- Required action: Return, word for word, only the lines of the data below that lie between the line with "[locate] spoon bowl" and the line with "[locate] yellow yolk", those two lines included.

- Data extracts:

Start of Block

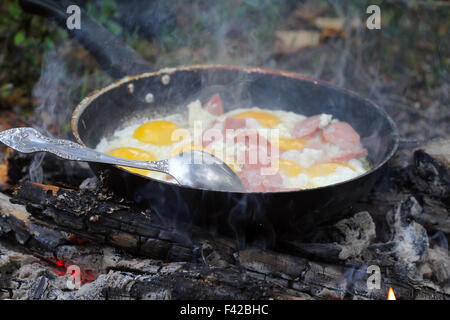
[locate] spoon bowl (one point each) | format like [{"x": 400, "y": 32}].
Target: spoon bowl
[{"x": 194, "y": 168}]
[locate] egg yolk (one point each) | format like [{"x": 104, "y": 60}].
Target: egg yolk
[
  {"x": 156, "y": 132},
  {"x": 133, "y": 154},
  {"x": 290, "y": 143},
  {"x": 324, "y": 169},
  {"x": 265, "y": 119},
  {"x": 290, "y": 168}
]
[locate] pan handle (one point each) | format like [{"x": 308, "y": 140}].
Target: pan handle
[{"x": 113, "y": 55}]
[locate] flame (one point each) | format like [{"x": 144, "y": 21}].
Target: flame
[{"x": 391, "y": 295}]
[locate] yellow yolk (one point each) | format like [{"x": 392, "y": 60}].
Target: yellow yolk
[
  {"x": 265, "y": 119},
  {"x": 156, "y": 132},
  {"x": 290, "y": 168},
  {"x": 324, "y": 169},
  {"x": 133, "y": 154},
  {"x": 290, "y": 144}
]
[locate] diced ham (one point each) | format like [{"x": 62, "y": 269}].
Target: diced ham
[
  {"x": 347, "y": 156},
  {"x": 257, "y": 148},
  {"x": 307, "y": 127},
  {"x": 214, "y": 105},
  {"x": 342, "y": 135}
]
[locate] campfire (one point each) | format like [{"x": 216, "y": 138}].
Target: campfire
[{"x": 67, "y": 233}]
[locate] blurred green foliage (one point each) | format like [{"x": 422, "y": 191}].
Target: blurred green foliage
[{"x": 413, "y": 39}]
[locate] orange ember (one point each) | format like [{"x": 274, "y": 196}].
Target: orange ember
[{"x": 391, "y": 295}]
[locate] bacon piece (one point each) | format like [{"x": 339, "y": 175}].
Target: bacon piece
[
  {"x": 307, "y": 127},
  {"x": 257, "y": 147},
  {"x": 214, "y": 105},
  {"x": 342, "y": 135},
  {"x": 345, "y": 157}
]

End of Block
Start of Block

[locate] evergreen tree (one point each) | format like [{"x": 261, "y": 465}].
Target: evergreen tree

End of Block
Start of Block

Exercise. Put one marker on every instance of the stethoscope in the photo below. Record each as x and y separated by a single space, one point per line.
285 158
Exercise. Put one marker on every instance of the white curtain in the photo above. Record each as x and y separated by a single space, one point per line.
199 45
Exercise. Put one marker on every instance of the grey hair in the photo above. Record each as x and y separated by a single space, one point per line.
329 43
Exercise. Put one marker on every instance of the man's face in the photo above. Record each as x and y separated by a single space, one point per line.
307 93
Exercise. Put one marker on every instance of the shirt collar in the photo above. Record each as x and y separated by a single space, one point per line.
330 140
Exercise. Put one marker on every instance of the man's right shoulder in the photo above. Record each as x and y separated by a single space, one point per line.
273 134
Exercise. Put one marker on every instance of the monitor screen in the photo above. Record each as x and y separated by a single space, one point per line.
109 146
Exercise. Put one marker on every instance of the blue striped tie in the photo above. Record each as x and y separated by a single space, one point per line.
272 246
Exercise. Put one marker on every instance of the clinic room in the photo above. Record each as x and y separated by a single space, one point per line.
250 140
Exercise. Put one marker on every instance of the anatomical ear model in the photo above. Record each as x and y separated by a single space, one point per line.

End of Block

- Exercise result:
[locate] spoon bowl (one point each) | format like [{"x": 400, "y": 32}].
Target: spoon bowl
[{"x": 194, "y": 168}]
[locate] egg yolk (one point each) | format like [{"x": 104, "y": 60}].
Target: egg yolk
[
  {"x": 156, "y": 132},
  {"x": 133, "y": 154},
  {"x": 290, "y": 143},
  {"x": 324, "y": 169},
  {"x": 265, "y": 119},
  {"x": 290, "y": 168}
]
[locate] pan handle (one point each) | format like [{"x": 308, "y": 140}].
Target: pan handle
[{"x": 113, "y": 55}]
[locate] flame (one point each) | format like [{"x": 144, "y": 21}].
Target: flame
[{"x": 391, "y": 295}]
[locate] yellow yolk (one point each) | format like [{"x": 392, "y": 60}].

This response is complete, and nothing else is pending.